═════ Material shown

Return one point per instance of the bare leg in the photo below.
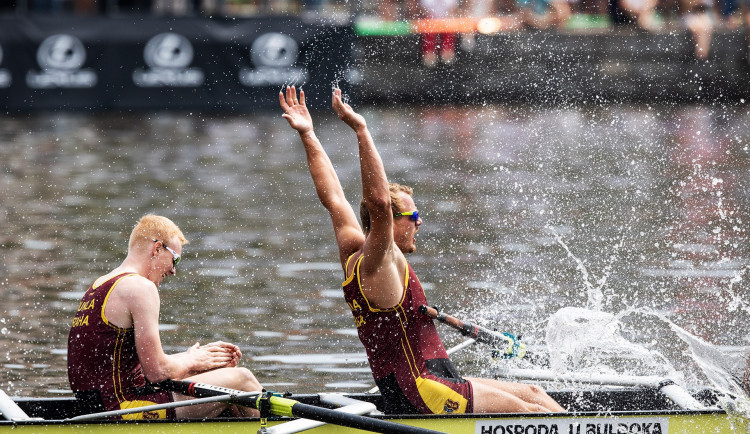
(232, 378)
(497, 396)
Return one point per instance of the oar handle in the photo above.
(509, 344)
(280, 406)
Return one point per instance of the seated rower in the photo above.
(407, 358)
(114, 348)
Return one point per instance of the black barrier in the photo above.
(152, 63)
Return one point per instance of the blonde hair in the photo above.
(396, 204)
(153, 227)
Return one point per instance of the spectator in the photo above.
(698, 19)
(544, 14)
(438, 45)
(640, 12)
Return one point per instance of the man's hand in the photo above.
(213, 356)
(295, 111)
(346, 113)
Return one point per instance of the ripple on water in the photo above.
(38, 245)
(314, 359)
(71, 295)
(267, 334)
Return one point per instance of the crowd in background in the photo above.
(700, 17)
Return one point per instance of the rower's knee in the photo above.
(247, 380)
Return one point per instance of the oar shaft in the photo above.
(481, 334)
(288, 407)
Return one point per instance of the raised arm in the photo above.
(383, 266)
(349, 236)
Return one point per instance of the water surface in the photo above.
(526, 210)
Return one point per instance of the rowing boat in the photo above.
(614, 405)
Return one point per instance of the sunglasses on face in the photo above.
(175, 257)
(413, 215)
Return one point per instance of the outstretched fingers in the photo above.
(282, 101)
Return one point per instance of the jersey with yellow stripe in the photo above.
(406, 356)
(102, 358)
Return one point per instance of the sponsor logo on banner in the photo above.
(273, 55)
(61, 58)
(609, 425)
(5, 79)
(168, 56)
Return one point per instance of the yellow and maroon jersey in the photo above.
(406, 356)
(102, 358)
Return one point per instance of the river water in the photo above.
(636, 212)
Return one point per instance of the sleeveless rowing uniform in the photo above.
(407, 357)
(103, 366)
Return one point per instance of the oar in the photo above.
(459, 347)
(280, 406)
(506, 343)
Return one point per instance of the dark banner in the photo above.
(152, 63)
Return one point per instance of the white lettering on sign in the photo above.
(612, 425)
(61, 58)
(168, 56)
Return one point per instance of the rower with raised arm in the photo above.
(114, 349)
(406, 356)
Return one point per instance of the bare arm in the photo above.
(349, 236)
(141, 299)
(383, 266)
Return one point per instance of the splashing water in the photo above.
(583, 340)
(591, 340)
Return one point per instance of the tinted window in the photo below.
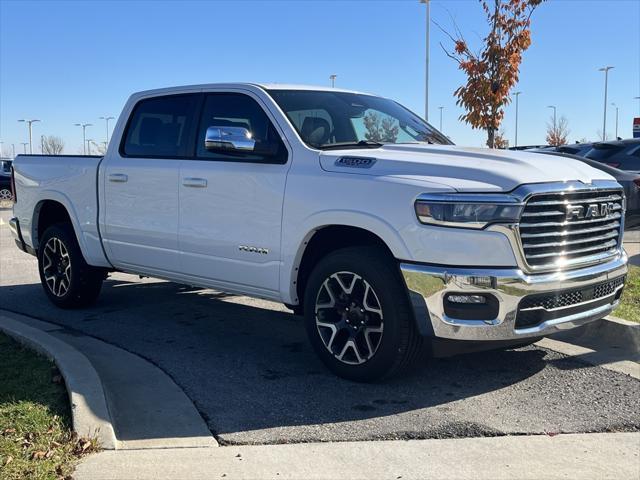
(327, 119)
(238, 110)
(161, 127)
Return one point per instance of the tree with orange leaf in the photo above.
(492, 72)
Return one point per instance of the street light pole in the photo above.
(106, 119)
(517, 94)
(604, 118)
(29, 123)
(426, 63)
(84, 136)
(554, 115)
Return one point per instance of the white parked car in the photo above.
(345, 206)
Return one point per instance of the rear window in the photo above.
(603, 152)
(161, 127)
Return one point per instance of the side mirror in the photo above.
(229, 139)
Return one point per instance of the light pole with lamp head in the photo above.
(84, 136)
(517, 94)
(106, 119)
(616, 107)
(29, 124)
(426, 62)
(604, 118)
(554, 115)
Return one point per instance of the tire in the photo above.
(358, 317)
(67, 279)
(5, 198)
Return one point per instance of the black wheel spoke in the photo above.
(56, 267)
(349, 317)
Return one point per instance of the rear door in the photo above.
(141, 184)
(231, 202)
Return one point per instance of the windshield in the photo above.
(603, 151)
(326, 120)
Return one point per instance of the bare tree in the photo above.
(558, 132)
(52, 145)
(500, 140)
(380, 130)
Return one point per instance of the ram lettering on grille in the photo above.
(571, 228)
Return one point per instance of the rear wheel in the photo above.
(5, 198)
(67, 279)
(358, 316)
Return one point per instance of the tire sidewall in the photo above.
(79, 268)
(387, 286)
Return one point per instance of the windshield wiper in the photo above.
(360, 144)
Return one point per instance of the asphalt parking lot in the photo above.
(247, 367)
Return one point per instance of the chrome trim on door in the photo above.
(118, 177)
(194, 182)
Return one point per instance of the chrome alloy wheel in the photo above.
(57, 267)
(349, 318)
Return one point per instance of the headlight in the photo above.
(467, 210)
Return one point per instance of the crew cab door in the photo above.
(231, 202)
(141, 183)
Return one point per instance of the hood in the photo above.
(461, 168)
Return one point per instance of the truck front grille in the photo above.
(535, 309)
(571, 228)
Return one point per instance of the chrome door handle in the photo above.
(194, 182)
(118, 177)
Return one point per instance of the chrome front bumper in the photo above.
(429, 285)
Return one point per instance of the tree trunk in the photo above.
(491, 133)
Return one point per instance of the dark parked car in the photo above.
(579, 149)
(622, 154)
(630, 182)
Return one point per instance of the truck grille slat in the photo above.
(570, 227)
(564, 233)
(612, 198)
(565, 223)
(604, 246)
(573, 242)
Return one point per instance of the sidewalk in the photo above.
(115, 390)
(584, 456)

══════════

* Aim of the task *
Please transcribe each entry exactly and exclude any image it contains.

* Your response *
Return one point per instance of the bare leg in the photo below.
(232, 378)
(497, 396)
Return one point per instance of the oar handle in the photo above.
(509, 344)
(280, 406)
Return one point per instance of the seated rower in the photo above.
(407, 358)
(114, 348)
Return one point per instance of the black barrier in the photo above.
(152, 63)
Return one point per instance of the blonde hair in the photo above.
(396, 204)
(153, 227)
Return one point per instance of the spectator in the photo above.
(698, 19)
(544, 14)
(438, 45)
(640, 12)
Return one point per instance of the man's hand in the photo above.
(213, 356)
(295, 111)
(346, 113)
Return one point per instance of the ripple on water in the photo above.
(38, 245)
(314, 359)
(71, 295)
(267, 334)
Return one point per instance of the crowd in background in the photo above.
(700, 17)
Return one point per instance of the rower's knee in the photo above.
(247, 380)
Return one point per instance of the oar shaft in the photo above.
(481, 334)
(288, 407)
Return one point per instance of the raised arm in the photo above.
(383, 266)
(349, 236)
Return one point per instance of the water surface in the photo above.
(526, 210)
Return one point per instance of the rowing boat in the photo above.
(614, 405)
Return one point per instance of the sunglasses on face in the photo above.
(175, 257)
(413, 215)
Return one point per instance of the outstretched fingers in the photo above.
(282, 101)
Return one point per instance of the jersey with yellow stripe in the photo above.
(406, 356)
(102, 358)
Return one point per instance of the sponsor logo on banner in the photo above.
(273, 55)
(61, 58)
(609, 425)
(5, 79)
(168, 56)
Return one point per instance of the yellow and maroon jersey in the photo above.
(406, 356)
(102, 358)
Return one point per instance of the river water in the photo above.
(636, 212)
Return one point per instance of the sleeveless rowing uniform in the photo above.
(407, 357)
(103, 366)
Return one point per instance of the oar in the photo above.
(459, 347)
(280, 406)
(506, 343)
Return one point per instance of the dark banner in the photo above.
(152, 63)
Return one point per instance of the white lettering on sign in the photo above.
(612, 425)
(61, 58)
(168, 56)
Return one point per instance of the rower with raised arm in the photo above.
(114, 349)
(406, 356)
Return one point per instance of the bare arm in the photo above.
(349, 236)
(141, 299)
(383, 266)
Return one point per instance of the splashing water in the photo above.
(583, 340)
(591, 340)
Return one point per instance of the tinted window in the photo below.
(327, 119)
(238, 110)
(161, 127)
Return one point per instance of the tree with orange leaf in the photo above.
(492, 72)
Return one point per instance of the street light pole in the photo above.
(106, 119)
(517, 94)
(604, 118)
(29, 123)
(426, 63)
(84, 136)
(554, 115)
Return one point per instance of the white parked car in the photo above.
(345, 206)
Return one point per instance of the rear window in the photo above.
(603, 152)
(161, 127)
Return one point per instance of the side mirror in the photo above.
(229, 139)
Return one point per instance of the light pole with lamp head in the photo above.
(84, 136)
(517, 94)
(106, 119)
(616, 107)
(29, 124)
(426, 62)
(604, 118)
(554, 115)
Return one point per instance of the tire in the photo above.
(358, 317)
(67, 279)
(5, 198)
Return one point per instance of the black wheel spoke in the photo above.
(56, 267)
(349, 317)
Return one point per instance of the rear door in the photo above.
(141, 184)
(231, 202)
Return one point per instance of the windshield in the photo above.
(603, 151)
(326, 120)
Return one point per instance of the bare tree in the photo above.
(558, 132)
(52, 145)
(500, 140)
(380, 130)
Return one point per instance of the ram lettering on grille in the photo above.
(571, 228)
Return one point per instance of the rear wheel in the photo above.
(5, 198)
(67, 279)
(358, 316)
Return one point per instance of the tire sidewall in the photo above.
(79, 268)
(387, 286)
Return one point per instance of the windshield wiper in the photo above.
(360, 144)
Return one point per instance of the asphalt parking lot in the photo above.
(247, 367)
Return one point per instance of the chrome trim on door in the photo above.
(118, 177)
(194, 182)
Return one point per instance of the chrome alloy wheel in the photo above.
(57, 267)
(349, 318)
Return one point per instance of the headlight in the photo above.
(467, 210)
Return one point per instance of the crew cab door in the photo above.
(231, 202)
(141, 183)
Return one point per instance of the hood in the photo above.
(461, 168)
Return one point per instance of the truck front grille in the photo above.
(535, 309)
(571, 228)
Return one point per instance of the chrome door handle in the photo above.
(194, 182)
(118, 177)
Return one point per instance of the chrome front bumper in the photo above.
(429, 285)
Return one point per instance of the tree trunk in the photo above.
(491, 133)
Return one point per instance of the dark parked car in the photo above.
(579, 149)
(622, 154)
(630, 182)
Return one point per instance of the truck grille slat in the photo above.
(570, 227)
(564, 233)
(612, 198)
(565, 223)
(604, 246)
(573, 242)
Return one point per instance of the sidewalk in the photo above.
(115, 390)
(584, 456)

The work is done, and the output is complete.